• [Task to carry out]
Line by line, print the records exactly as they are, dropping the pictures.

• [Data records]
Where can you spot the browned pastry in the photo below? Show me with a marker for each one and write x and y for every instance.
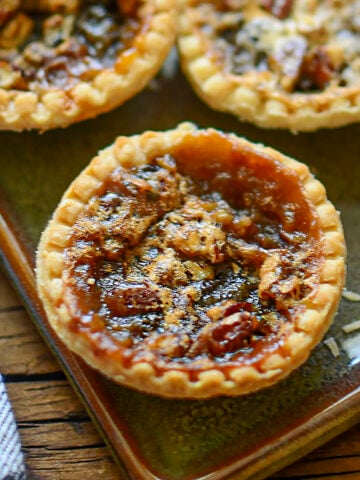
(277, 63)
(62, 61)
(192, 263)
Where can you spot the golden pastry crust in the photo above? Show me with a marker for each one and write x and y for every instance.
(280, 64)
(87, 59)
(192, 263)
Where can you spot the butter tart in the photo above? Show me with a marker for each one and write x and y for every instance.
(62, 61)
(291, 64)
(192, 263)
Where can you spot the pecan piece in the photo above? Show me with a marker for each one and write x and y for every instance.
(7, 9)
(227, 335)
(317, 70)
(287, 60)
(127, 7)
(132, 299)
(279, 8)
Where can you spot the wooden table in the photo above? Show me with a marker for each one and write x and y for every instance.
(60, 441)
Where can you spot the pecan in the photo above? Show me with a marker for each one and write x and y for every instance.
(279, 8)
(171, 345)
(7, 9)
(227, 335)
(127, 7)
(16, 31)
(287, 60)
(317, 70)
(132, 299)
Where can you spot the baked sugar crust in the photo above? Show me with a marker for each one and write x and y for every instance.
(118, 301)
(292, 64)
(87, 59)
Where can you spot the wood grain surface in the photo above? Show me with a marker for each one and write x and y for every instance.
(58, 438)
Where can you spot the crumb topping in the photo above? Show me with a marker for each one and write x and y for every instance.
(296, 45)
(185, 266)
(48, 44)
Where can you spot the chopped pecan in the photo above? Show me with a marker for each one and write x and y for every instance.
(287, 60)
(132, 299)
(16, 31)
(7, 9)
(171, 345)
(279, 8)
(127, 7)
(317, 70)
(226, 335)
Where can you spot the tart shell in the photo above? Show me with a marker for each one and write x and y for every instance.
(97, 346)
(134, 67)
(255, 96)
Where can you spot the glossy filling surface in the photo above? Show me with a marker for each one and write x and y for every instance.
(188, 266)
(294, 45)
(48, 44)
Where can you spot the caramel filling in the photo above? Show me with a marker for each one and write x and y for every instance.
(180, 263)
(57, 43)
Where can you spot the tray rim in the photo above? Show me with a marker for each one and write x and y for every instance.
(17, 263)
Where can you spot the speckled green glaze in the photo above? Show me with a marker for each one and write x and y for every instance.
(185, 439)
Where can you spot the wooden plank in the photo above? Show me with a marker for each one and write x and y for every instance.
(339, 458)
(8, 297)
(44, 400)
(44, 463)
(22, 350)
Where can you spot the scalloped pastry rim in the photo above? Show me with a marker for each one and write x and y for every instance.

• [Result of the task]
Where can you spot the browned pastry in the photo below? Show me with a marker for each one and write x and y for every instance.
(277, 63)
(62, 61)
(192, 263)
Where can you spot the golden pastry crust in the photo above? Show me with a marker for each one and write x and y for every instance.
(280, 64)
(87, 59)
(192, 263)
Where can you spot the butter tart in the photo above? Show me with a marker for each one and write x and y for every instance.
(62, 61)
(291, 64)
(192, 263)
Where can you spot the pecan piece in the photo above? Show me with a marker for each one and write x and y for every instance.
(7, 9)
(227, 335)
(317, 70)
(287, 60)
(127, 7)
(132, 299)
(279, 8)
Where can you spot the wooden table in the photo above? Show me with a marker for each one and write x and y for every instance.
(60, 441)
Where can you spot the pecan in the photo above? Show me with a marker for each one and write x and y for every instance.
(279, 8)
(171, 345)
(7, 9)
(227, 335)
(127, 7)
(16, 31)
(287, 60)
(317, 70)
(132, 299)
Where can you spot the baked sugar crust in the photo above? Show me with a marker for each one and write x and y for every instance.
(118, 301)
(292, 64)
(87, 59)
Where can you spot the wood grain surface in the photo above? Show me with a marker for each one and write x and y for every instance.
(58, 438)
Where can you spot the crumb topping in the photo above? Show me with a marker for each one and write x and y for every instance.
(296, 45)
(185, 266)
(48, 44)
Where can you spot the chopped pecan in the photo above? Show me with a marker for each one and write x and y for every instance.
(287, 60)
(132, 299)
(16, 31)
(7, 9)
(171, 345)
(279, 8)
(127, 7)
(317, 70)
(226, 335)
Where can you spot the tart shell in the photo above? Show me with a marker for each one and write x and y for every instance.
(97, 346)
(134, 67)
(255, 96)
Where can you spot the glossy filling surface in the photo above? Show me with a marker for each one and write x and y for every instance.
(188, 266)
(294, 45)
(48, 44)
Where can you spot the caramel filling in the photo above? Show me with a marker for each one and write x and y for every instance.
(180, 263)
(57, 43)
Where can you spot the tray rim in the photo above? Show me with a marker for each one and write x and y for every instance.
(17, 263)
Where can you spot the speckled green glaze in the photo above? Show me with a marker for each one and write x and y for every instance.
(185, 439)
Where can you spot the wooden plank in the photo above? Show me with a marker for each one and write x and y for every instance.
(339, 458)
(8, 297)
(44, 400)
(44, 463)
(22, 350)
Where can you spot the scalloped pastry rim in the photo above? Show me with a marker for each one and write x and y for every instance.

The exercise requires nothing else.